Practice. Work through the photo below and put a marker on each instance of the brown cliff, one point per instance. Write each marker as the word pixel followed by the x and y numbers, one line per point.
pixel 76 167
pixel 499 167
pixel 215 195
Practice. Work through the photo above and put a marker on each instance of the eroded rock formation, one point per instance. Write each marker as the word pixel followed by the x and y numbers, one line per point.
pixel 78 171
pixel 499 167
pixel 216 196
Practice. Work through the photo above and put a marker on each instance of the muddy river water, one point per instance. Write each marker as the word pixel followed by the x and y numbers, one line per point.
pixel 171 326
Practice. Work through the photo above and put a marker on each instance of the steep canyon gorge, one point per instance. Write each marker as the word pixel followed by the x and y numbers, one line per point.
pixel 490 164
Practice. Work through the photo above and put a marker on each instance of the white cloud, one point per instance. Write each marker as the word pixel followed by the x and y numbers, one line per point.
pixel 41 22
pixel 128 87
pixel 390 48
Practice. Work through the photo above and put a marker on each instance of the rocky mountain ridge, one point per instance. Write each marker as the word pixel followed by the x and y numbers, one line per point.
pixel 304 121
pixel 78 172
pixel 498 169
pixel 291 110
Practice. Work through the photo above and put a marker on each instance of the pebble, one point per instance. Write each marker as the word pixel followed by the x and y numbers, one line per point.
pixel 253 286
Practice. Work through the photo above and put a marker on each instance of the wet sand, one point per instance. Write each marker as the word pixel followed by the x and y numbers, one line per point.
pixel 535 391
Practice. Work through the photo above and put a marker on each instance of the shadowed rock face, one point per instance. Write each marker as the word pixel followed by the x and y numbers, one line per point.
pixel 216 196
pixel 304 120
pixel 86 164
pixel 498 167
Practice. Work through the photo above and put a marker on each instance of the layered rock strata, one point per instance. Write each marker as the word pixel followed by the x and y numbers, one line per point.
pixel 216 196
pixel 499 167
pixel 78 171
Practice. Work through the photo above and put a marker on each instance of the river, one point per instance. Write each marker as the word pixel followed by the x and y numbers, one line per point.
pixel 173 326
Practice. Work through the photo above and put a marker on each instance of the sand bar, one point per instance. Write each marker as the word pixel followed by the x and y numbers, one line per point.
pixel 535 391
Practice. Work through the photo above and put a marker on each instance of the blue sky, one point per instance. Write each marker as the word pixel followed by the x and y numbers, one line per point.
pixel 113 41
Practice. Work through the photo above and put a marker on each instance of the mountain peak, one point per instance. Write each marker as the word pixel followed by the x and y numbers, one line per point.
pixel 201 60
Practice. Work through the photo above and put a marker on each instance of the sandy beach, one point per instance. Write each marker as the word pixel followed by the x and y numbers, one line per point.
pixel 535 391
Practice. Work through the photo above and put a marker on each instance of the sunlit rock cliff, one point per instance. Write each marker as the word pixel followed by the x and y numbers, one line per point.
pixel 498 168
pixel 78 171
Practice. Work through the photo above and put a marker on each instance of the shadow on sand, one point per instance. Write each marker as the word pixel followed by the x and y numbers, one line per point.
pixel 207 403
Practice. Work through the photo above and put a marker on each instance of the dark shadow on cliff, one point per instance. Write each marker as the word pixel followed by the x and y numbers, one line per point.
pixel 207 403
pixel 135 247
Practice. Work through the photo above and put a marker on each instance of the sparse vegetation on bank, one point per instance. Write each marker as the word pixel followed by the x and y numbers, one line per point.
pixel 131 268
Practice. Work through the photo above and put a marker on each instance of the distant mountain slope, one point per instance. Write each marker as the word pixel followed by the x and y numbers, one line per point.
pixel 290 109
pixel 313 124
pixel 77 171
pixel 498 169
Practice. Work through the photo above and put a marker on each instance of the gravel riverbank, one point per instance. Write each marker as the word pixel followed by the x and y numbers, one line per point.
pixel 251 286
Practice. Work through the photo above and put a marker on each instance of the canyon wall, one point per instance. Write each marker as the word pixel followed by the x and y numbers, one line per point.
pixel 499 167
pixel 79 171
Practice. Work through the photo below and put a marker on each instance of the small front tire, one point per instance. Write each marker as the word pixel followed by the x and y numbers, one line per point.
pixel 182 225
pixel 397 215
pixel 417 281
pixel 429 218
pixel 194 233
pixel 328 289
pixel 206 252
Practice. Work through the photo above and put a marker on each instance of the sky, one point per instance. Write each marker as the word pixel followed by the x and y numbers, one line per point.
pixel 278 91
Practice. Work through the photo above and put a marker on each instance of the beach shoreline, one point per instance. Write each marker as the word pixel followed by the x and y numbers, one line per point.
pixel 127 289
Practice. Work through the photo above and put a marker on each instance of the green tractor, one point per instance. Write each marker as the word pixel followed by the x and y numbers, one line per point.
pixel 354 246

PROBLEM STATEMENT:
Each entry is to be given again, exactly as it stands.

THE ANSWER:
Practice. Work through the photo below and put a marker on each instance of the brown cliff, one point per instance. Write each marker as the word pixel followed by the x and y numbers, one line per point.
pixel 76 167
pixel 499 167
pixel 215 195
Practice. Work through the photo above and put a marker on each instance of the eroded rock formation, one point per instance. Write each marker as the word pixel followed by the x and y numbers, one line per point.
pixel 78 171
pixel 499 167
pixel 216 196
Practice. Work through the photo above and put a marker on each instance of the muddy river water, one point per instance. Write each marker as the word pixel followed by the x and y numbers, one line per point.
pixel 171 326
Practice. Work through the photo above and put a marker on each instance of the steep canyon gorge, one point per instance. Write each marker as the word pixel followed by the x and y numbers, one line per point.
pixel 490 164
Practice. Work through the photo above and put a marker on each instance of the white cloud, one point per instance. Write each marker as the word pixel followed by the x and y numbers, one line per point.
pixel 41 22
pixel 128 87
pixel 390 48
Practice. Work through the photo above and put a marker on each instance of the rocky mountain ridge, one point per instance. Write each marker as the word pixel followed by the x and y numbers, one line per point.
pixel 304 121
pixel 78 172
pixel 498 169
pixel 291 110
Practice. Work through the photo above and put a marker on each instance of the pebble, one point per instance. Write each marker as the word pixel followed by the x and y numbers, one line per point.
pixel 253 286
Practice. Work through the photo above and put a marker on each instance of the wet sand, one point per instance. Write each marker as the word pixel followed by the x and y numbers, one line per point.
pixel 535 391
Practice. Work through the photo above and put a marker on each instance of the shadowed rock face, one point per instance. Write each marker as the word pixel followed by the x and y numbers, one line per point.
pixel 216 196
pixel 304 120
pixel 86 164
pixel 498 167
Practice. Work through the photo above and put a marker on each instance of the layered rock strata, one point per instance. Write each marker as the word pixel followed by the x and y numbers, one line per point.
pixel 216 196
pixel 499 167
pixel 78 171
Practice. Work through the photo above and put a marker on each instance of the river, one point per instance. Write each marker as the word pixel followed by the x and y numbers, one line per point.
pixel 173 326
Practice. Work through the photo above and put a marker on each instance of the sand bar, one point per instance. Write each marker as the word pixel followed by the x and y numbers, one line per point.
pixel 535 391
Practice. Work through the photo above and put a marker on each instance of the blue sky, one point per instance. Write each marker as the word pixel followed by the x and y numbers, one line per point.
pixel 113 41
Practice. Work through the photo above and put a marker on each instance of the mountain peak, one point per instance. Write each marker as the word pixel followed by the x and y numbers, one line per point.
pixel 201 60
Practice. Work through the photo above and put a marker on each instance of the sandy beach, one point per instance. Write each marker as the word pixel followed by the x and y numbers, one line per point.
pixel 535 391
Practice. Work through the photo above and put a marker on each instance of the sunlit rock cliff, one point per instance. Write each marker as the word pixel followed by the x and y numbers, one line per point.
pixel 498 168
pixel 78 171
Practice. Work through the photo above and put a marker on each instance of the shadow on sand, one point per instance. Write each marker as the word pixel followed by the x and y numbers, one line per point.
pixel 207 403
Practice. Work through the photo above and put a marker on each instance of the dark shadow on cliff, one point per instance. Write each marker as the word pixel followed by the x and y numbers, one line per point.
pixel 207 403
pixel 135 247
Practice. Work through the photo above and put a marker on each instance of the sparse vegetation on bank, one point per instance. Write each marker as the word pixel followed by the x and y numbers, one line per point.
pixel 131 268
Practice. Work through the photo above and put a marker on each instance of the distant mountain slope, one point per instance. Write each marker as the word pixel followed by the x and y numbers, one line per point.
pixel 290 109
pixel 313 124
pixel 77 171
pixel 498 169
Practice. Work through the photo above and put a marker on each instance of the gravel riverbank, one point per instance. Write each marker as the word pixel followed by the x and y numbers, one line per point.
pixel 251 286
Practice. Work through the photo above and put a marker on each instance of the canyon wall, one point per instance. Write each marker as the word pixel followed by the x and y numbers, one line per point.
pixel 499 167
pixel 79 171
Practice. Work through the photo below and put a marker on each instance of the small front tire, one point per instance. Write each marker as the word pixel followed by the x and y numbers, one line per point.
pixel 182 225
pixel 397 215
pixel 417 281
pixel 429 218
pixel 194 233
pixel 328 289
pixel 206 252
Practice. Work through the photo above and put a marker on each instance of the sky, one point per instance. Write each marker as the word pixel followed by the x and y numbers, one line per point.
pixel 278 91
Practice. Work through the photo above and put a marker on each instance of the beach shoreline, one point per instance. Write each marker as the word pixel followed by the x and y numbers, one line per point.
pixel 127 289
Practice. Work through the photo above and put a marker on each instance of the green tractor, one point per instance. Write each marker as the word pixel followed by the x and y numbers, one line per point.
pixel 354 246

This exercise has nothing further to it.